Osobiście uważam za właściwe nie
tylko głoszenie chrześcijańskiej społeczności ze wszystkimi chrześcijanami, ale
wręcz ignorowanie wyznaniowych ogrodzeń i trwanie w tej wolności, którą nas
Chrystus uczynił wolnymi, w społeczności ze wszystkimi, którzy Go uznają. W
taki też sposób, z łaski Bożej, za pośrednictwem gazet głoszę co tydzień
milionom chrześcijan wszystkich wyznań „jednego Pana, jedną wiarę, jeden
chrzest i jednego Boga, Ojca wszystkich”.
A jak wygląda kwestia rejestracji w
Brooklyńskim Domu Modlitwy? Czy to nie oznacza jednak przyjęcia pewnego rodzaju
wyznania wiary?
Zgromadzenie Brooklyńskiego Domu
Modlitwy nie ma żadnej listy członkowskiej. Chętnie witamy wszystkich, którzy
kochają Pana Jezusa, którzy pokładają ufność w usprawiedliwieniu przez zasługę
Jego ofiary i którzy pragną podążać Jego śladami poświęcenia i samoofiary. Ze
względu na to, co wcześniej powiedziałem o naszych sprawach finansowych, wasi
czytelnicy będą być może zaskoczeni informacją, że w zgromadzeniu
Brooklyńskiego Domu Modlitwy jest bardzo niewielu bogatych w dobra tego świata.
Jest ono bardzo niejednorodne pod względem narodowości i warunków bytowych. W
każdą niedzielę można tutaj spotkać nie tylko rodowitych Amerykanów, ale także
Anglików, Irlandczyków, Szkotów, Walijczyków, Francuzów, Norwegów, Szwedów,
Duńczyków, Niemców, Polaków, Syryjczyków, Włochów i Chińczyków. Wśród tych
ludzi z różnych narodów i wyznań jest, tak jak pisze św. Paweł, „niewiele
mądrych według ciała, niewiele możnych, niewiele zacnego rodu” [1 Kor. 1:26],
ale Bóg „obrał ubogich na tym świecie, aby byli bogatymi w wierze i dziedzicami
królestwa” [Jak. 2:5].
Wieczne męki nie
powinny być głoszone
Pastorze Russell, powszechnie
wiadomo, że nie głosisz wiecznych mąk. Jednak ze względu na zainteresowania
naszych czytelników chciałbym się dowiedzieć, jaki jest Twój stosunek do
sugestii głoszonej ostatnio przez profesorów seminariów teologicznych, by
duchowni potwierdzali ze swych ambon doktrynę wiecznych mąk, nawet jeśli w nią
nie wierzą, po to, by zachować wpływ na masy. Czy powinni oni tak postępować,
czy też nie?
Jeśli w ogóle jest gdzieś jakieś
miejsce, w którym szczególnie można by oczekiwać uczciwości i sumienności, to
jest nim właśnie chrześcijańska mównica, za którą stoi chrześcijański duchowny.
Jego postawą winno być odżegnywanie się od szukania względów tego świata i
opowiadanie się wyłącznie po stronie Boga oraz trwanie w prawdzie za wszelką
cenę. Duchowni, którzy wierzą, że wszyscy z wyjątkiem świętych udadzą się w
chwili śmierci albo na trwające przez stulecia męczarnie czyśćca, albo na
wieczne męki, byliby całkowicie nieusprawiedliwieni, gdyby tego nie głosili.

▶ _ZADANIE PISEMNE A_
Czy według tekstu zgromadzenie Brooklyńskiego Domu Modlitwy ma listę członkowską?
▶ _ZADANIE PISEMNE B_
Przepisz słowo w słowo fragment tekstu od „Jeśli w ogóle” aż po „stoi chrześcijański duchowny.” włącznie.
Opieraj się wyłącznie na tekście.

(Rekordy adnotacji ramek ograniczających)
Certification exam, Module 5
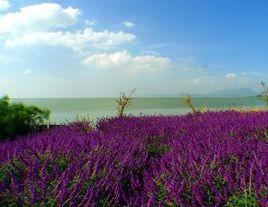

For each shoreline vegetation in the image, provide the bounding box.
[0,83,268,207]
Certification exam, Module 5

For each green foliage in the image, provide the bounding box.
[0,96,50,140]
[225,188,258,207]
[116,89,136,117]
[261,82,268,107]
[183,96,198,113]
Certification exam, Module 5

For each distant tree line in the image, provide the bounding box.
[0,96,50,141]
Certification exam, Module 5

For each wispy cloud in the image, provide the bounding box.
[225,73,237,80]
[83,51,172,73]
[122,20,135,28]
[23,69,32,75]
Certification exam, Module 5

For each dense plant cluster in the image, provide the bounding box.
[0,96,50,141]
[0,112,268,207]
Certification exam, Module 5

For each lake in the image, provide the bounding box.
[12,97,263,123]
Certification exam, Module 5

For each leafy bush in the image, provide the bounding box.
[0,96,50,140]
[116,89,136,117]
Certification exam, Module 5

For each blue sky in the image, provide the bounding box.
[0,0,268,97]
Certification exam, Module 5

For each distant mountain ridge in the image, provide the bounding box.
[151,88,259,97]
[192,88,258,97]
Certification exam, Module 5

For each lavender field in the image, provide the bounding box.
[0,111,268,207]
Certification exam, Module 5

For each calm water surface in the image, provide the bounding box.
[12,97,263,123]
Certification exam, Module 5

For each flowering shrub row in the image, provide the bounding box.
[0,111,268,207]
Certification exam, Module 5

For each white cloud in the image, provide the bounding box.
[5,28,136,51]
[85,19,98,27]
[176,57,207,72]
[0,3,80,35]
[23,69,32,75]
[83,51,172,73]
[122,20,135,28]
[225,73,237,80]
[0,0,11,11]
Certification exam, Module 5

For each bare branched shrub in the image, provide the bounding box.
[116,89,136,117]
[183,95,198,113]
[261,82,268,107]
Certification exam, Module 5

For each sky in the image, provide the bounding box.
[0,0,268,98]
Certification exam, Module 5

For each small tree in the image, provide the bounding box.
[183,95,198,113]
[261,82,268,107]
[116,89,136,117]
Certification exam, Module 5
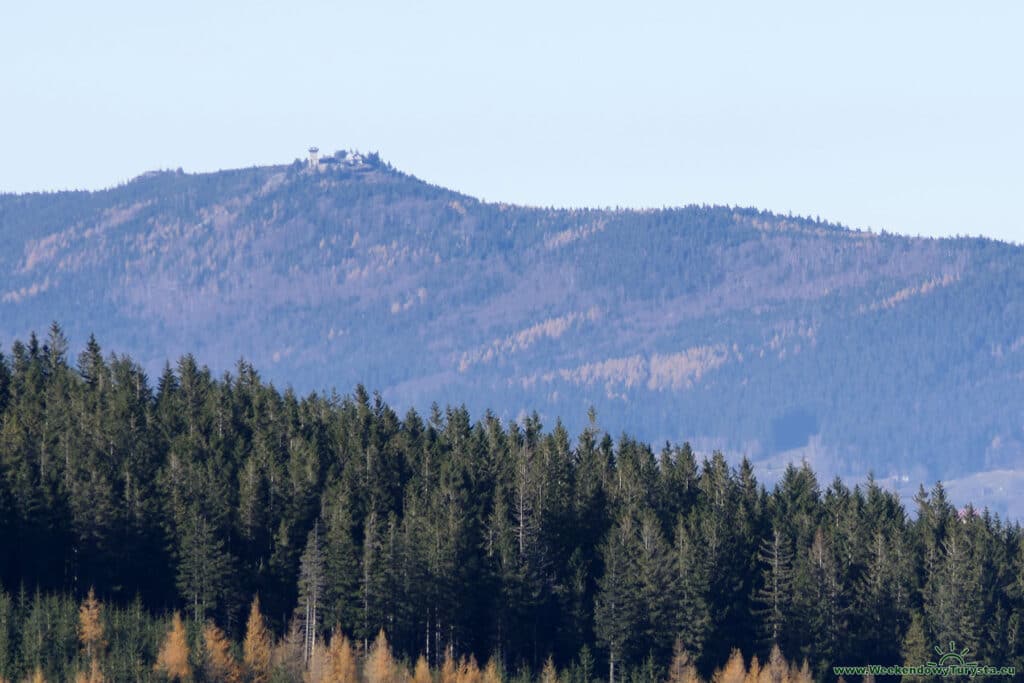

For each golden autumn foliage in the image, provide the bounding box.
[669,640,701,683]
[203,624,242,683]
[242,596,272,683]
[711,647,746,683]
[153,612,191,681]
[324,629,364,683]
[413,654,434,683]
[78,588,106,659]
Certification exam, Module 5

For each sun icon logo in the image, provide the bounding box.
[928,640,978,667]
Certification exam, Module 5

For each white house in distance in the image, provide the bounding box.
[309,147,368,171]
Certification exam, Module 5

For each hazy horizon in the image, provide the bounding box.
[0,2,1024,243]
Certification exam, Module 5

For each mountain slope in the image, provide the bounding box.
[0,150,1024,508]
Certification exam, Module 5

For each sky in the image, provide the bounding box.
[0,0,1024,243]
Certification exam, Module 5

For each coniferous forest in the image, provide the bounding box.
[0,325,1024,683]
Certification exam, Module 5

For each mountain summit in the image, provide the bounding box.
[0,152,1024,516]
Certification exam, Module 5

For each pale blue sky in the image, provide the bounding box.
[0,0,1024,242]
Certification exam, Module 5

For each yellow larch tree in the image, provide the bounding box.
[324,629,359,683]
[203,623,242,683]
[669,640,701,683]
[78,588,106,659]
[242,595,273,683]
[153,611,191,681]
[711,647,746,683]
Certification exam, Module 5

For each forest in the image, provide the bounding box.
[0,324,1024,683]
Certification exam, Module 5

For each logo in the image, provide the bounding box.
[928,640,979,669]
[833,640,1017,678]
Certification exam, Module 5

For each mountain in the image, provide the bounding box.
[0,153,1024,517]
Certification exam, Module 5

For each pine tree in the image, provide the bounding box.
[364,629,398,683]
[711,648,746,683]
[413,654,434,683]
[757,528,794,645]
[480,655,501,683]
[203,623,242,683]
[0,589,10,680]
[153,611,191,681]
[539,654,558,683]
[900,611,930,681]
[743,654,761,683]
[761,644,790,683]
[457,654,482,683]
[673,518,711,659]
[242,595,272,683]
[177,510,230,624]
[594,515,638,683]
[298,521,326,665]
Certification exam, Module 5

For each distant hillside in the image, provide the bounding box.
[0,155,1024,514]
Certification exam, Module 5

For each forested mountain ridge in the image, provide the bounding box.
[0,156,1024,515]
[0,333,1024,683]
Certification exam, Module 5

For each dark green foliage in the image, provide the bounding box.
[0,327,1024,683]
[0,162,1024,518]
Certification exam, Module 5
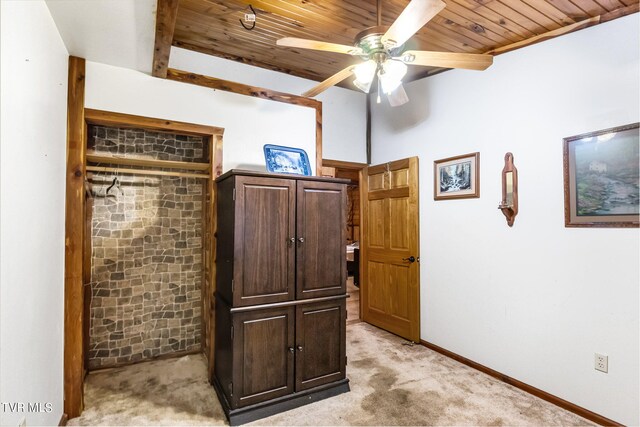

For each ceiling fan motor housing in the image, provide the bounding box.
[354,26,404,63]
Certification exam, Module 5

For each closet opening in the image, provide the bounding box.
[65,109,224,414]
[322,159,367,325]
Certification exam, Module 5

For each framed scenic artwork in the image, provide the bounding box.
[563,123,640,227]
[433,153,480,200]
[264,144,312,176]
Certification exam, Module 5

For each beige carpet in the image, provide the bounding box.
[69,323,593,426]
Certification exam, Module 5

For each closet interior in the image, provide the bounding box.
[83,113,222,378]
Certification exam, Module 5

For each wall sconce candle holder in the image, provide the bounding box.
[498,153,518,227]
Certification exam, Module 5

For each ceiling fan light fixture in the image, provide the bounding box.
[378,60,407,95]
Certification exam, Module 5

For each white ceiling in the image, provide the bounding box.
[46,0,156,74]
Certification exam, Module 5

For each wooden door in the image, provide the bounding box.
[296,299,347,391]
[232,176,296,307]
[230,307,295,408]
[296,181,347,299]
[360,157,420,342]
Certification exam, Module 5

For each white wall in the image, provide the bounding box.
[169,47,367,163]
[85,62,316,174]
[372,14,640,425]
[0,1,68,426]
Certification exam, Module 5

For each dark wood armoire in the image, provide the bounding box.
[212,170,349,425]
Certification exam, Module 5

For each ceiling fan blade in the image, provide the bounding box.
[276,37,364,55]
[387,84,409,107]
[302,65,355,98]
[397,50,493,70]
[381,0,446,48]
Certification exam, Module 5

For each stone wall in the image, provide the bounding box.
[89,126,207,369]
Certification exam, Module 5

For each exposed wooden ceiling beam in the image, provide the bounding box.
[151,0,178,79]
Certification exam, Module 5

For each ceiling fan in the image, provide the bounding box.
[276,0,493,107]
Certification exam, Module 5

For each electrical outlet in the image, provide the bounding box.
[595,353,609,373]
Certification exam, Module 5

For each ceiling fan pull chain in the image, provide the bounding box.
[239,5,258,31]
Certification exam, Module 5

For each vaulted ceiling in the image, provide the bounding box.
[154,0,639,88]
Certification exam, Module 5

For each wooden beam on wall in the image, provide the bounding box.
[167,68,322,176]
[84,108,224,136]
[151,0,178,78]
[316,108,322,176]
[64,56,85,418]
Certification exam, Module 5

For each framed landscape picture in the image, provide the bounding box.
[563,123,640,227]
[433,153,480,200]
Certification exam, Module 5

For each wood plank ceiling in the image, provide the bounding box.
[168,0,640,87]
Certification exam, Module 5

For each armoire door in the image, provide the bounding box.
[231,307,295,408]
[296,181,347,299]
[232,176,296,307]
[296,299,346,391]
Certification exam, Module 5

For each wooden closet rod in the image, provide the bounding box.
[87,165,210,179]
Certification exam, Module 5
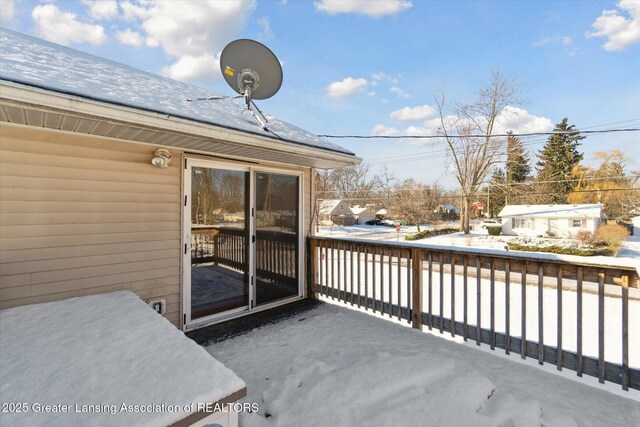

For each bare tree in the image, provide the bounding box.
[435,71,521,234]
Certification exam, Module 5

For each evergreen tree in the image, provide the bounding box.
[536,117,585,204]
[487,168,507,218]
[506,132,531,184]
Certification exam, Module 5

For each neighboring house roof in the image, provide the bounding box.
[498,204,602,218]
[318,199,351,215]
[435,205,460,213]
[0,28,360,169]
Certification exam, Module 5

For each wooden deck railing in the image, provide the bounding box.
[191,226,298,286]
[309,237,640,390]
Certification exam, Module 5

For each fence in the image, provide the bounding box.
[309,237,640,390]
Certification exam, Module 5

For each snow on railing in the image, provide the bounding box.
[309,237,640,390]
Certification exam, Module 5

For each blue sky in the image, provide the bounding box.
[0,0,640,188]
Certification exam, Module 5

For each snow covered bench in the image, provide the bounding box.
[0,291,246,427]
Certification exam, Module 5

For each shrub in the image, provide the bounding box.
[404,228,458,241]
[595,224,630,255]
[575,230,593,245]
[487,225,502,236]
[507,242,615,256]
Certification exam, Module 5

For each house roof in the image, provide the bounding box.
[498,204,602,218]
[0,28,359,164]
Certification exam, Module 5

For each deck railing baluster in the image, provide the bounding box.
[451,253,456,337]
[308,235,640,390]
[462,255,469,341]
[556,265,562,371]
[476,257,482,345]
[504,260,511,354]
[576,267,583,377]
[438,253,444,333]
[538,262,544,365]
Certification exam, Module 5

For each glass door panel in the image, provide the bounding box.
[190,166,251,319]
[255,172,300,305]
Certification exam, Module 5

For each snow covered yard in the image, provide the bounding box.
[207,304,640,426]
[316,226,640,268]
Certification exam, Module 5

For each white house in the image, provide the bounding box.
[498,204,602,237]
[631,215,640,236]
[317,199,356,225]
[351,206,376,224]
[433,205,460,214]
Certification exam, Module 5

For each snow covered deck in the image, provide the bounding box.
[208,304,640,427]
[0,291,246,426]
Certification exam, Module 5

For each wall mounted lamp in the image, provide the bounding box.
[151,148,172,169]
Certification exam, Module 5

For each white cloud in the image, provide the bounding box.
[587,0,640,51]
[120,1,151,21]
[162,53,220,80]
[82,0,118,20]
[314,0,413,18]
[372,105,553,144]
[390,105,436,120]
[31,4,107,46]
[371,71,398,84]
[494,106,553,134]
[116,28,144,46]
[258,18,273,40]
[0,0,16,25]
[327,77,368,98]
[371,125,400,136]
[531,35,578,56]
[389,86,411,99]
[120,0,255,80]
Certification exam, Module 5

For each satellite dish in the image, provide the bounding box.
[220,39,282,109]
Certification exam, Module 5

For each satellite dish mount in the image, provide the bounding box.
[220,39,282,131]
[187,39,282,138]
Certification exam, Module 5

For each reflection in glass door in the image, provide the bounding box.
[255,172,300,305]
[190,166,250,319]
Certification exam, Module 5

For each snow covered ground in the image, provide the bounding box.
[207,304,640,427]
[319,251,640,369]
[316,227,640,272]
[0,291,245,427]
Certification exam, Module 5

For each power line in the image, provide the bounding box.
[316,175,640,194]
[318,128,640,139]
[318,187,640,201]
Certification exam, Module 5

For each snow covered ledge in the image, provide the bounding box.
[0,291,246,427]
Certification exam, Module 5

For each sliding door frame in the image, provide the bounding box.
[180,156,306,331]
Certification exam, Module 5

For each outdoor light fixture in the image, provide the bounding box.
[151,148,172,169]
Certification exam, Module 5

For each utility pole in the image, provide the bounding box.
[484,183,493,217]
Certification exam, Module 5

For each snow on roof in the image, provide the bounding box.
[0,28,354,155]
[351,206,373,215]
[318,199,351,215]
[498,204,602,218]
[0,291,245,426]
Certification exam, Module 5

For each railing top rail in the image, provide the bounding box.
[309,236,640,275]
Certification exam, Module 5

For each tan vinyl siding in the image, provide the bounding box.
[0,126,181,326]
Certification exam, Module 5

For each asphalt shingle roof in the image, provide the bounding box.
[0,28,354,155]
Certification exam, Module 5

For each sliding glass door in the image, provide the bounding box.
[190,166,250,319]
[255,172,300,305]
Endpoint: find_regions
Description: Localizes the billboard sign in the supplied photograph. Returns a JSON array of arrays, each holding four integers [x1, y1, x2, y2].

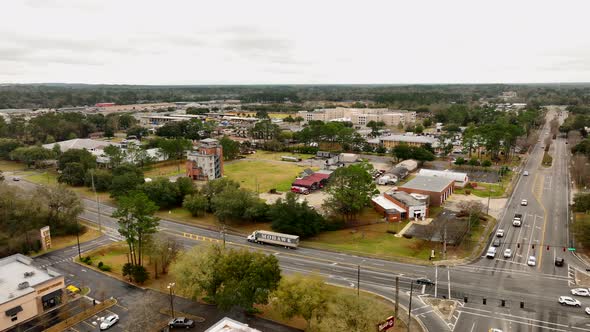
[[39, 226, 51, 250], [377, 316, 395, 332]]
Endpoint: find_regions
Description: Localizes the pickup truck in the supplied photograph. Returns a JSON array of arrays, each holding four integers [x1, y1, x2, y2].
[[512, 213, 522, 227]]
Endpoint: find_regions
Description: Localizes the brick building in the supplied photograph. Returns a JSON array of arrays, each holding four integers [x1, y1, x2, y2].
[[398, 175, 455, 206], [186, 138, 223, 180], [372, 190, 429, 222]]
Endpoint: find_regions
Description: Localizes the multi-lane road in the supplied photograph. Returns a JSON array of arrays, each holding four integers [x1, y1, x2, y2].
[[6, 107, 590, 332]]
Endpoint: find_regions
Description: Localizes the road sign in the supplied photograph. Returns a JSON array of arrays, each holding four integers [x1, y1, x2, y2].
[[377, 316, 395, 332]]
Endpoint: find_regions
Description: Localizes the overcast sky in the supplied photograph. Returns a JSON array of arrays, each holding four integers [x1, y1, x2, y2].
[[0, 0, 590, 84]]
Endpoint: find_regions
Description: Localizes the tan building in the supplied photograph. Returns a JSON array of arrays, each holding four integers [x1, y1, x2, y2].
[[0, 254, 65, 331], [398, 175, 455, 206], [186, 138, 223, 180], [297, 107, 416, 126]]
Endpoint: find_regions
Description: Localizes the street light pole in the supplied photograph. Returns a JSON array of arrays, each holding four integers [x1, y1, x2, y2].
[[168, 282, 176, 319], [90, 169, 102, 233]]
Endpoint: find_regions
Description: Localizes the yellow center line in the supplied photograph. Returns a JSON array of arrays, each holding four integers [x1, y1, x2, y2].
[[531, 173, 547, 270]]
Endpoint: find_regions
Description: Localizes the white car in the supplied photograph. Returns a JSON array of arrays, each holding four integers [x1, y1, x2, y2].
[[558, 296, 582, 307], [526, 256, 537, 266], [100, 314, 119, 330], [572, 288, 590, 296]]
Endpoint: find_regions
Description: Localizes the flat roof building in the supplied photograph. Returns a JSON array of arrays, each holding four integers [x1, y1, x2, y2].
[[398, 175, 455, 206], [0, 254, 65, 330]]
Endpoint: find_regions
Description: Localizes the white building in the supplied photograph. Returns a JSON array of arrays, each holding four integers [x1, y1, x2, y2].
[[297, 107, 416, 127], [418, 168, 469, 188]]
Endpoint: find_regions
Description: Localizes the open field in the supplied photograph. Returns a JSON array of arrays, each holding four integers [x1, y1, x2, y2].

▶ _ROZWIĄZANIE ZADANIA A_
Nie, zgromadzenie nie ma żadnej listy członkowskiej.

▶ _ROZWIĄZANIE ZADANIA B_
Jeśli w ogóle jest gdzieś jakieś
miejsce, w którym szczególnie można by oczekiwać uczciwości i sumienności, to
jest nim właśnie chrześcijańska mównica, za którą stoi chrześcijański duchowny.